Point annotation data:
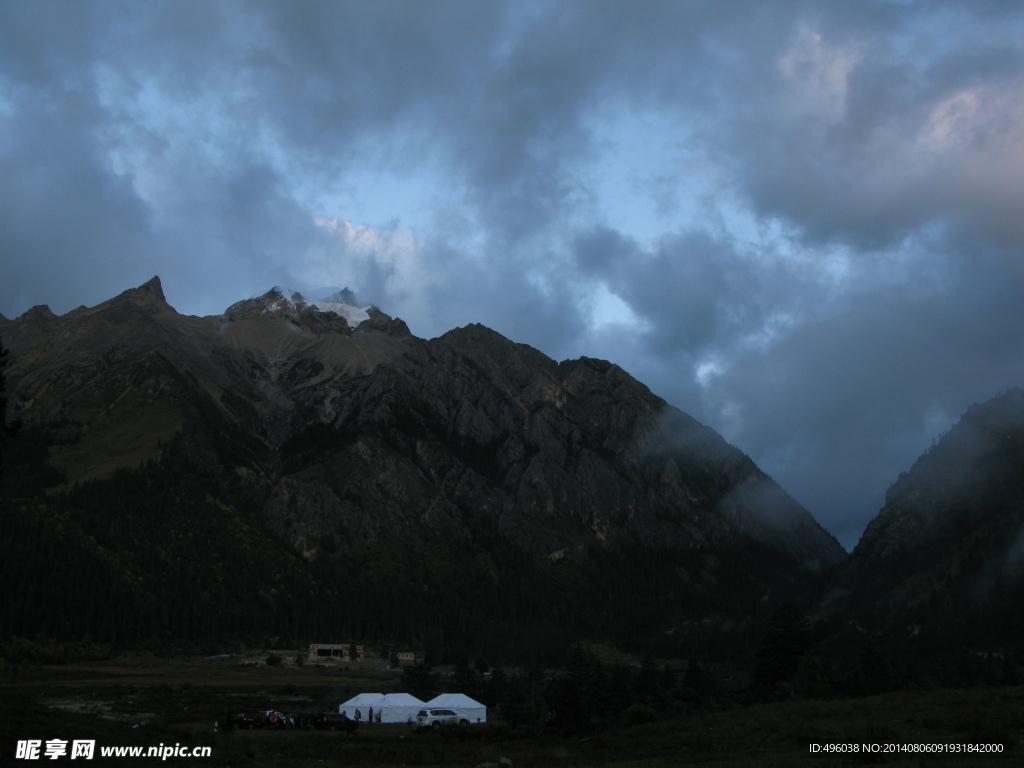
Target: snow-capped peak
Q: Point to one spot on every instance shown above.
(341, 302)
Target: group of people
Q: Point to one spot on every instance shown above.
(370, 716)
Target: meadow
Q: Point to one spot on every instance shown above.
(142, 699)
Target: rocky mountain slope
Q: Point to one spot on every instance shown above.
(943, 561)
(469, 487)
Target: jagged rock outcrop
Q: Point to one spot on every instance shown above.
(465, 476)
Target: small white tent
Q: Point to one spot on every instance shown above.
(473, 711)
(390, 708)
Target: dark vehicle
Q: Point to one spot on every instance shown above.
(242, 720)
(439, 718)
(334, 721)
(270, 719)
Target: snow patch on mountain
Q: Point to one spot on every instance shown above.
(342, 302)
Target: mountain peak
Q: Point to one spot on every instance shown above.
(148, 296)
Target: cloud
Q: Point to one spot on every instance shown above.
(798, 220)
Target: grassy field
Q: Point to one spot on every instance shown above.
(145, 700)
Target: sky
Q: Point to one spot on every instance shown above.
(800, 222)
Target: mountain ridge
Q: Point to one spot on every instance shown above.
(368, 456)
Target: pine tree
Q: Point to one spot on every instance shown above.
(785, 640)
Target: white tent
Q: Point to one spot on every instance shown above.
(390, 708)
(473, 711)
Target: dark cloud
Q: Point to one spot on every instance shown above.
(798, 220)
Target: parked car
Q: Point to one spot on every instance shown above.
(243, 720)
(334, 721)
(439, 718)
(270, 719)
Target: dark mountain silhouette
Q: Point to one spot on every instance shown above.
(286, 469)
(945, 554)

---

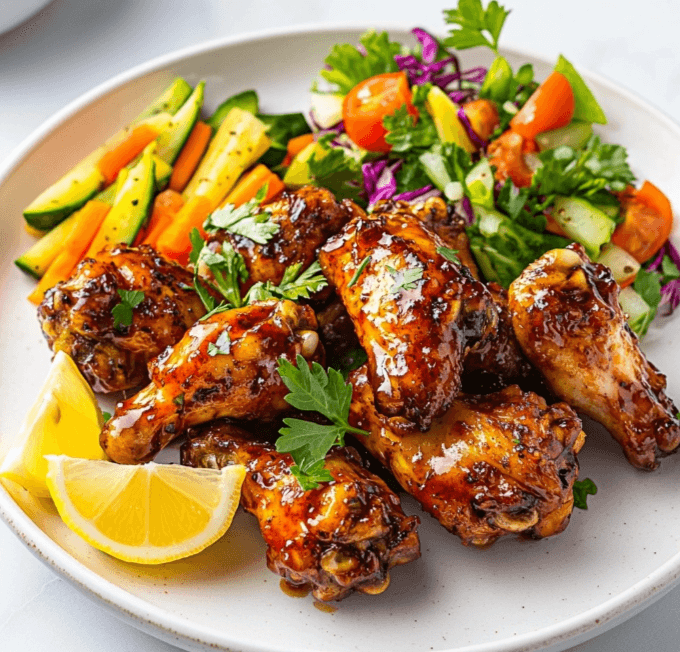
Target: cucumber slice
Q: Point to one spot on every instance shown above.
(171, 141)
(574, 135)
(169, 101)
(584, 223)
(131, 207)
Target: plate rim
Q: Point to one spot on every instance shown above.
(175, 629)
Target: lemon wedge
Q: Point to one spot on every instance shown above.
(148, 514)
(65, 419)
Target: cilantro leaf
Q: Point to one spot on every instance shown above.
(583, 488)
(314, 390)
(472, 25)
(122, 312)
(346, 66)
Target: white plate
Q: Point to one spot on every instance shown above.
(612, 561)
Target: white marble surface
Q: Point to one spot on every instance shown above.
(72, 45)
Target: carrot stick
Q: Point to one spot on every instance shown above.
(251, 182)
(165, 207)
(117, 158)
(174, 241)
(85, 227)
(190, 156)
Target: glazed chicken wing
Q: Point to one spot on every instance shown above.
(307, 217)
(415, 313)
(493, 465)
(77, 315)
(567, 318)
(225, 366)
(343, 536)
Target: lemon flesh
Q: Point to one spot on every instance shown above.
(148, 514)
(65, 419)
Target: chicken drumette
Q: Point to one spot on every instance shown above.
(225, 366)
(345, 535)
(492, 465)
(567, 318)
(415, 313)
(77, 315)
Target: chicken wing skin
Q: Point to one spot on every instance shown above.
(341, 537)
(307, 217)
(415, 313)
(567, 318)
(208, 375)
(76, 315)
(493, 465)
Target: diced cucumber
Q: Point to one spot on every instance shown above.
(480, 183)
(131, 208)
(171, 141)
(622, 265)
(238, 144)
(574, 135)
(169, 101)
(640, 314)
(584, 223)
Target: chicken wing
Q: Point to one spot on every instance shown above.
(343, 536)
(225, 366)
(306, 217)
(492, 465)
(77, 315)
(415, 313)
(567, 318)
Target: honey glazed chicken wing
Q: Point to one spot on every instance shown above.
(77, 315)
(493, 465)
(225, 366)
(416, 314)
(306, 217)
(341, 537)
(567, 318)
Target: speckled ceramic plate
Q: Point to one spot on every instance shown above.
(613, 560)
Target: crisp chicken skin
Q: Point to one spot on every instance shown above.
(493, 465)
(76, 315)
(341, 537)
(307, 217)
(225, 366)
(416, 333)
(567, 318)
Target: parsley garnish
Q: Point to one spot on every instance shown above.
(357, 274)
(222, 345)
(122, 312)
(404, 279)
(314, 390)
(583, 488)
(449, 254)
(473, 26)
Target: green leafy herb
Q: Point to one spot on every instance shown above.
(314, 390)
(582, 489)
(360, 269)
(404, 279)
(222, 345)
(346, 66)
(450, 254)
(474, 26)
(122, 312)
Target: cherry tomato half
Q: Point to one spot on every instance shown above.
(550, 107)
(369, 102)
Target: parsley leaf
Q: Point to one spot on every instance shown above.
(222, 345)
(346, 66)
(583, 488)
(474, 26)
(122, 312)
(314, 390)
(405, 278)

--

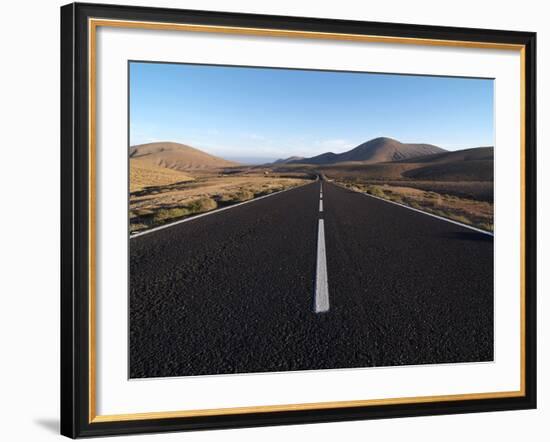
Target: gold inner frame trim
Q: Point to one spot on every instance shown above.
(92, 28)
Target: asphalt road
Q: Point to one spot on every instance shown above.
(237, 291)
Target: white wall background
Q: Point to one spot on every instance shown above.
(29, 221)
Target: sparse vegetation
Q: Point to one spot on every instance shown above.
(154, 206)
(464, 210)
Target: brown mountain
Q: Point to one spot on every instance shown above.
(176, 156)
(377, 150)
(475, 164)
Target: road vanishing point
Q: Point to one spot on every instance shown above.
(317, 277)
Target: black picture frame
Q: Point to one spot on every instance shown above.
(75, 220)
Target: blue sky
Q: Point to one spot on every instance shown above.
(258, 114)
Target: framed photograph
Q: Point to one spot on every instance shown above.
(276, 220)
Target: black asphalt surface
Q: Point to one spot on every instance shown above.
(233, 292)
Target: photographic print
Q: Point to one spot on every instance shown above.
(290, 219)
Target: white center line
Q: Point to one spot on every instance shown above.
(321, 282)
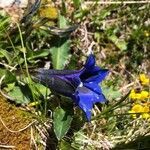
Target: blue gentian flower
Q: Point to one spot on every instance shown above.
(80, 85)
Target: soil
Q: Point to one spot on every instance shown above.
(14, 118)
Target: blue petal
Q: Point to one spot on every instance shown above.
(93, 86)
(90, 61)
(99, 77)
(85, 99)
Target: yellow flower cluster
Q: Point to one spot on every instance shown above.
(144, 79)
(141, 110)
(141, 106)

Given exercise » Report every line of the listing that holds the word "lemon".

Solution below »
Target: lemon wedge
Target: lemon flesh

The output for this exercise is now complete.